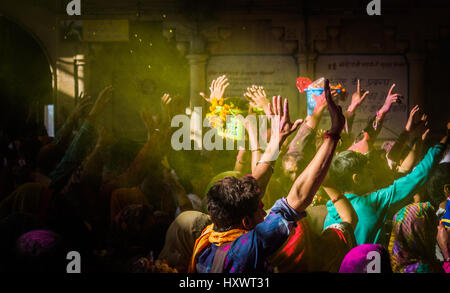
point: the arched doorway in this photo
(25, 80)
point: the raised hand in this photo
(390, 99)
(166, 107)
(166, 99)
(410, 123)
(83, 104)
(217, 89)
(257, 98)
(150, 123)
(105, 138)
(280, 117)
(357, 97)
(337, 118)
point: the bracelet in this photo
(267, 162)
(334, 136)
(333, 201)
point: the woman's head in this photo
(40, 251)
(349, 170)
(233, 202)
(180, 238)
(438, 186)
(413, 239)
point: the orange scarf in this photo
(209, 236)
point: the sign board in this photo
(377, 73)
(276, 73)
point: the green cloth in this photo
(375, 208)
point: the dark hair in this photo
(435, 187)
(49, 156)
(231, 199)
(344, 166)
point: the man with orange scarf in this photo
(240, 239)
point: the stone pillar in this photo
(197, 63)
(416, 62)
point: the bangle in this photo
(333, 201)
(331, 135)
(267, 162)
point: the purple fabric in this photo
(357, 260)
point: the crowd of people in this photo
(334, 201)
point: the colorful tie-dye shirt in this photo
(249, 252)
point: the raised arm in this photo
(309, 181)
(281, 128)
(357, 98)
(343, 206)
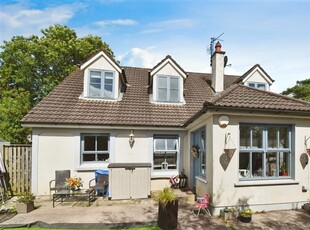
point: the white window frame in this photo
(246, 173)
(257, 84)
(96, 152)
(168, 88)
(103, 79)
(164, 166)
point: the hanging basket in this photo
(195, 151)
(308, 151)
(229, 152)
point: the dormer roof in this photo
(256, 68)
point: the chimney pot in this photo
(218, 47)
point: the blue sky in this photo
(272, 33)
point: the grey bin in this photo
(129, 180)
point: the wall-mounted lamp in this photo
(223, 121)
(131, 139)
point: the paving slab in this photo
(104, 213)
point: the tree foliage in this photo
(30, 67)
(301, 90)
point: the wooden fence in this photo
(17, 161)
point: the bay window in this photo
(265, 151)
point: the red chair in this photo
(202, 204)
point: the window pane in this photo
(257, 164)
(244, 165)
(261, 86)
(174, 95)
(257, 137)
(89, 143)
(272, 137)
(245, 136)
(284, 137)
(160, 144)
(284, 163)
(108, 89)
(271, 164)
(103, 157)
(162, 82)
(162, 95)
(252, 85)
(102, 143)
(172, 144)
(171, 159)
(89, 157)
(174, 83)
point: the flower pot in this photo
(229, 152)
(245, 219)
(168, 215)
(308, 151)
(306, 207)
(24, 208)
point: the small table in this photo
(61, 194)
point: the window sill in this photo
(92, 167)
(266, 183)
(201, 179)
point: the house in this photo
(177, 121)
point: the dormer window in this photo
(101, 84)
(257, 85)
(166, 82)
(168, 89)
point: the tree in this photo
(30, 67)
(301, 90)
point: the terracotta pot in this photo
(229, 152)
(168, 215)
(245, 219)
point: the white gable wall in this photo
(258, 77)
(101, 64)
(169, 70)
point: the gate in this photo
(17, 162)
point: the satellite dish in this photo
(225, 61)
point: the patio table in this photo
(60, 195)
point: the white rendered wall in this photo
(59, 149)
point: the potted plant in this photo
(245, 215)
(229, 213)
(167, 209)
(25, 202)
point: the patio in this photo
(143, 212)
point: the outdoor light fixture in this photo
(131, 139)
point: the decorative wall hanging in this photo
(223, 121)
(306, 146)
(195, 151)
(229, 147)
(304, 160)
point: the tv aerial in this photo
(211, 49)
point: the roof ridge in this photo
(222, 94)
(279, 95)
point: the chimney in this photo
(218, 68)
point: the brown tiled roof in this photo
(240, 96)
(250, 70)
(64, 105)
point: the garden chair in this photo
(202, 204)
(59, 183)
(102, 183)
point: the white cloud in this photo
(140, 57)
(21, 19)
(121, 22)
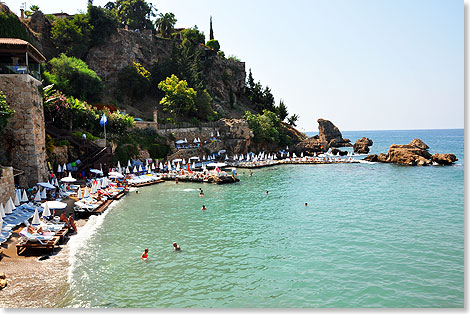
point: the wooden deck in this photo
(47, 245)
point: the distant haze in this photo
(364, 65)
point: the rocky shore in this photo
(413, 154)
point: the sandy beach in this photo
(34, 280)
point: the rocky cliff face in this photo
(413, 154)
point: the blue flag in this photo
(103, 120)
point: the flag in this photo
(103, 120)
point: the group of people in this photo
(145, 255)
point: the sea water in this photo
(372, 235)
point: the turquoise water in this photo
(372, 235)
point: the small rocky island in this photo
(413, 154)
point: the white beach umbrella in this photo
(54, 205)
(46, 212)
(17, 200)
(24, 198)
(36, 221)
(43, 194)
(87, 193)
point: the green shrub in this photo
(73, 77)
(213, 44)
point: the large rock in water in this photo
(362, 145)
(413, 154)
(330, 133)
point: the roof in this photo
(19, 45)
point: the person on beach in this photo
(71, 223)
(145, 255)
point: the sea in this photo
(372, 235)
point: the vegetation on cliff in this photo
(5, 111)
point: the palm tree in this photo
(165, 24)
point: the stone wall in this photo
(7, 184)
(22, 144)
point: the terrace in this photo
(20, 57)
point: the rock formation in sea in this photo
(362, 145)
(413, 154)
(330, 133)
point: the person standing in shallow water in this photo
(145, 255)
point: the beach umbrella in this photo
(43, 194)
(46, 212)
(17, 200)
(36, 220)
(54, 205)
(8, 209)
(68, 179)
(87, 193)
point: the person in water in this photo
(145, 255)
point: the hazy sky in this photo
(363, 64)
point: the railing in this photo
(33, 69)
(184, 125)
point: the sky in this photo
(362, 64)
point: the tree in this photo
(292, 120)
(213, 44)
(72, 36)
(165, 24)
(103, 23)
(211, 32)
(281, 111)
(135, 14)
(179, 98)
(73, 77)
(134, 81)
(5, 111)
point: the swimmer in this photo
(145, 255)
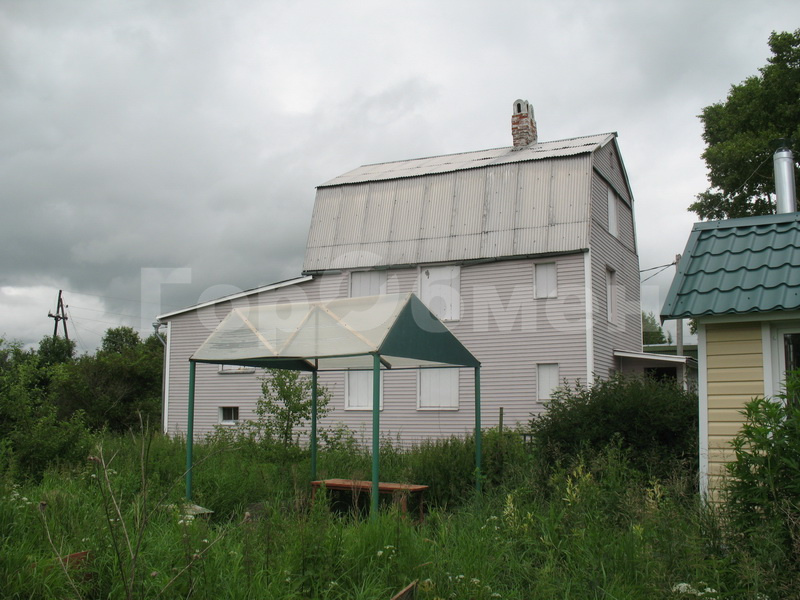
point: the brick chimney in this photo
(523, 125)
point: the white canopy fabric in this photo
(336, 335)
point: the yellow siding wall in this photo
(735, 375)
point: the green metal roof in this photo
(738, 266)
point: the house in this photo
(740, 280)
(527, 253)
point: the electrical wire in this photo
(658, 267)
(657, 273)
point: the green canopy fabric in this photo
(391, 331)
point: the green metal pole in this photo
(478, 429)
(376, 433)
(190, 432)
(313, 425)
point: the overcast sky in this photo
(152, 148)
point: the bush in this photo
(763, 491)
(655, 420)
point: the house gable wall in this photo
(617, 253)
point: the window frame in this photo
(612, 300)
(221, 415)
(235, 369)
(382, 276)
(613, 212)
(449, 408)
(347, 405)
(455, 287)
(539, 378)
(536, 270)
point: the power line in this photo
(664, 268)
(658, 267)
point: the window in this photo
(358, 390)
(228, 415)
(545, 281)
(789, 358)
(367, 283)
(611, 295)
(438, 389)
(236, 369)
(440, 290)
(546, 380)
(612, 213)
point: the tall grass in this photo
(592, 527)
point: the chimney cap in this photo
(521, 107)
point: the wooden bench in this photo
(357, 486)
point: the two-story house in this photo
(527, 253)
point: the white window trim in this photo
(538, 383)
(455, 408)
(235, 369)
(536, 294)
(613, 213)
(347, 393)
(228, 422)
(420, 269)
(612, 295)
(774, 358)
(382, 288)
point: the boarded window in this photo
(440, 290)
(613, 228)
(438, 388)
(228, 414)
(359, 390)
(611, 295)
(546, 379)
(367, 283)
(545, 280)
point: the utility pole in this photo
(60, 317)
(679, 322)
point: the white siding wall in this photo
(619, 254)
(501, 323)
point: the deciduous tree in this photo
(740, 135)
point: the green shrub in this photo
(763, 489)
(655, 420)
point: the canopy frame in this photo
(409, 332)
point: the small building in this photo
(740, 280)
(527, 253)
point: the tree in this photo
(286, 404)
(113, 387)
(119, 339)
(652, 332)
(740, 135)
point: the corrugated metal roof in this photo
(505, 209)
(738, 266)
(471, 160)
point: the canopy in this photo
(392, 331)
(335, 335)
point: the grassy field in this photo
(591, 528)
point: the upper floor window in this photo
(611, 295)
(440, 290)
(545, 280)
(236, 369)
(613, 227)
(367, 283)
(359, 392)
(546, 380)
(438, 389)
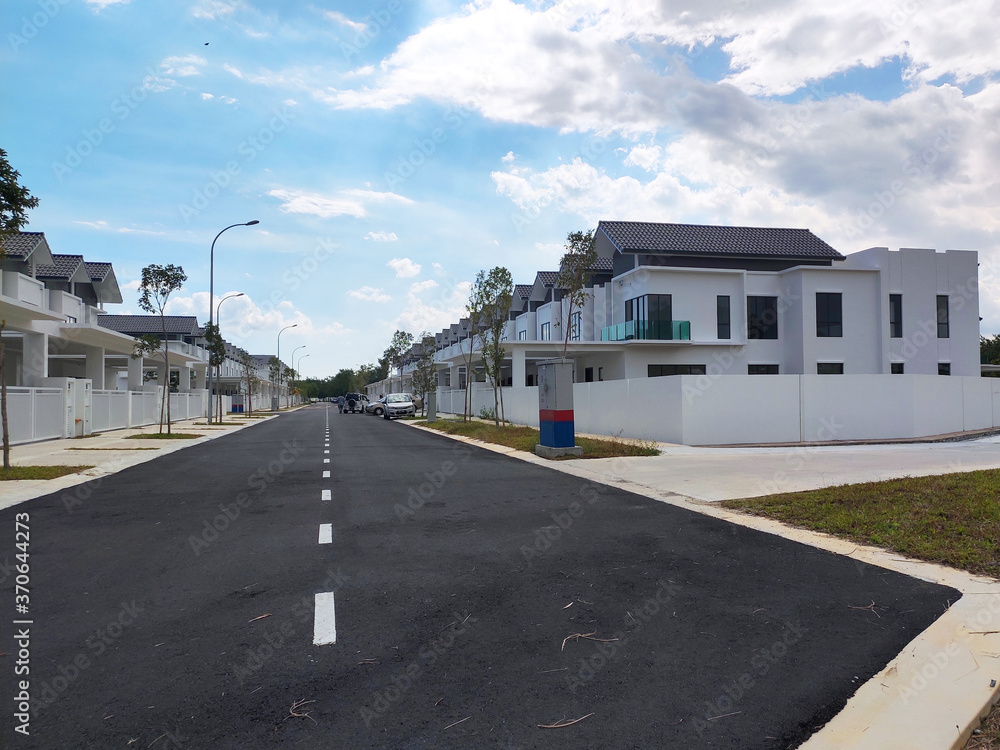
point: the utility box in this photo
(557, 434)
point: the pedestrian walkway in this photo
(107, 453)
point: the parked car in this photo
(355, 403)
(397, 405)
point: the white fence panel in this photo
(109, 410)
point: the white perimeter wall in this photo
(733, 409)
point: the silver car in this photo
(398, 405)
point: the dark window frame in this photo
(829, 315)
(660, 371)
(760, 309)
(723, 316)
(944, 323)
(895, 316)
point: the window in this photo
(943, 316)
(651, 316)
(722, 316)
(658, 371)
(762, 317)
(896, 316)
(829, 315)
(574, 326)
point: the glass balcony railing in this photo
(648, 330)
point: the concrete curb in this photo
(932, 694)
(29, 489)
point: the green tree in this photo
(155, 286)
(494, 292)
(425, 374)
(216, 347)
(575, 270)
(15, 200)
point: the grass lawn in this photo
(164, 436)
(526, 438)
(39, 472)
(952, 519)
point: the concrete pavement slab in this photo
(933, 693)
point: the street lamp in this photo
(289, 395)
(278, 395)
(211, 302)
(218, 367)
(298, 374)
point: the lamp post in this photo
(278, 394)
(297, 373)
(218, 367)
(211, 301)
(289, 395)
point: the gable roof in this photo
(697, 239)
(63, 267)
(137, 325)
(19, 246)
(98, 271)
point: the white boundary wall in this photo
(734, 409)
(41, 413)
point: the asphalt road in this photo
(477, 597)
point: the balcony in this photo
(648, 330)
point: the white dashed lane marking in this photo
(325, 624)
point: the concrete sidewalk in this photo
(107, 453)
(935, 692)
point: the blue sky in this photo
(390, 150)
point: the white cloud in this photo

◆ **WHAT TO WORK ON**: All lines from the line containing "point: the glass" through the end of the listing above are to be duplicated exactly; include both ends and nothing further.

◆ **PROBLEM SOLUTION**:
point: the glass balcony railing in this photo
(648, 330)
point: the concrete curb in this photo
(932, 694)
(29, 489)
point: the green tree in this photo
(155, 286)
(494, 292)
(425, 374)
(216, 347)
(575, 270)
(15, 200)
point: the grass lawn in this photo
(164, 436)
(526, 438)
(39, 472)
(952, 519)
point: the concrete pavement slab in this photo
(933, 693)
point: the street lamp in this photo
(289, 395)
(278, 395)
(211, 302)
(218, 367)
(298, 374)
point: the lamp post in this photo
(278, 394)
(297, 373)
(218, 367)
(211, 301)
(289, 395)
point: the gable roof in this photo
(697, 239)
(63, 267)
(137, 325)
(19, 246)
(98, 271)
point: the white boundary wall in this photo
(734, 409)
(41, 413)
point: the asphalt road in this photo
(477, 597)
point: the balcony in this photo
(648, 330)
point: the white dashed lane marking in this photo
(325, 624)
point: the concrete sidewalk in this photo
(107, 453)
(935, 692)
point: the blue sky in this photo
(390, 150)
point: the white cloud in this photo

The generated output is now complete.